Ton y Matilde vivían en una casa de piedra con techo de paja, en la ladera de una montaña, al fondo de un valle perdido de la vista de todos.
Eran tío y sobrina, los últimos herederos de una tierra de nadie que cultivaban y donde pastaba el poco ganado que tenían. Bajaban andando al pueblo una vez al mes a comprar lo imprescindible, y volvían a subir a casa con la compra por una estrecha senda de varios kilómetros. En el pueblo se rumoreaba que eran algo más que parientes derivados del mismo árbol genealógico.
Durante años su vida fue igual, tranquila y solitaria. Su casa, yo estuve allí, contaba sólo con lo imprescindible (ni aún eso, para la mayoría), pero tenían una botella de anís del mono para obsequiar al visitante que quisiera acercarse a saludarlos y a compartir un ratito de conversación.

#### Completa lo siguiente:
a - Según el relato de Ton y Matilde, ¿para qué tenían en casa una botella de anís del mono? Explícalo en una a tres oraciones.
b - En el relato de Ton y Matilde, ¿con qué frecuencia bajaban al pueblo?
c - Continúa el relato de Ton y Matilde a partir de su última oración.
Los datos no guardan relación con el relato de Ton y Matilde.

#### Datos proporcionados:
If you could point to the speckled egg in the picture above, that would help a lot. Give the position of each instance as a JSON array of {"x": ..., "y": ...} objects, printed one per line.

#### Resultados por tarea:
a - La tenían para obsequiar al visitante que quisiera acercarse a saludarlos y compartir un ratito de conversación con ellos.

b - Una vez al mes.

c -
Un buen día, o mejor dicho, un mal día, Ton, que ya tenía sus años, tropezó, se cayó y se rompió una cadera. Le llevaron al hospital, y a Matilde, los servicios sociales de la zona le buscaron una casita en el pueblo donde poder vivir de alquiler. Al cabo de los días, Ton fue dado de alta y trasladado a la casita nueva. Pero esos mismos servicios sociales, así como los sanitarios, creyeron, por diferentes motivos, que su lugar no era ése y que donde mejor podía estar, siempre según criterio ajeno, era en una residencia, donde tendría de todo. Ton no quería ir (hay que señalar que era una persona razonable y con un nivel cognitivo normal), se resistió, pero le convencieron, sólo sería algo temporal.
Al cabo de una semana, Ton murió, con su fractura de cadera consolidada y ningún otro factor de riesgo añadido,...a no ser la distancia de todo lo que él quería, la pena y el dolor en el alma.
Matilde vive todavía en el pueblo, se ha adaptado. Pero cada día echa de menos a Ton.